◆ **TO BE DONE**: Revise the entries below, replacing every occurrence of "Point to" with "Mark" and leaving all other text unchanged. Omit the pictures from your answer.

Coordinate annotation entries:

....................

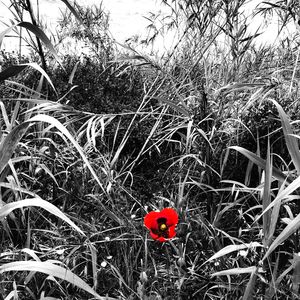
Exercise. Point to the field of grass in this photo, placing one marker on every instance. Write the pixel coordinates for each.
(124, 176)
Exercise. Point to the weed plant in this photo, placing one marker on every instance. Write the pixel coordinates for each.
(90, 144)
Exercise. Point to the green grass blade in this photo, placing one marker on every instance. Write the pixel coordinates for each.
(231, 248)
(291, 141)
(37, 202)
(9, 144)
(235, 271)
(266, 198)
(64, 131)
(248, 295)
(260, 162)
(11, 71)
(52, 270)
(292, 227)
(41, 35)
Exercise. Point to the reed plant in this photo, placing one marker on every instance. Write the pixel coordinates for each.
(210, 131)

....................

◆ **EXERCISE RESPONSE**:
Exercise. Mark the field of grass in this photo, placing one marker on every instance. Write the pixel coordinates for each.
(124, 176)
Exercise. Mark the weed plant in this photo, placing one marker on every instance. Write the pixel coordinates for each.
(90, 144)
Exercise. Mark the green grass blade in this photo, placing one marker on every instance. Write the pixel coordinates for each.
(231, 248)
(291, 141)
(37, 202)
(9, 144)
(235, 271)
(266, 198)
(64, 131)
(248, 295)
(260, 162)
(11, 71)
(52, 270)
(292, 227)
(41, 35)
Exercise. Mark the reed plant in this photo, placing one marker on every instance. Write the pixel coordinates for each.
(210, 131)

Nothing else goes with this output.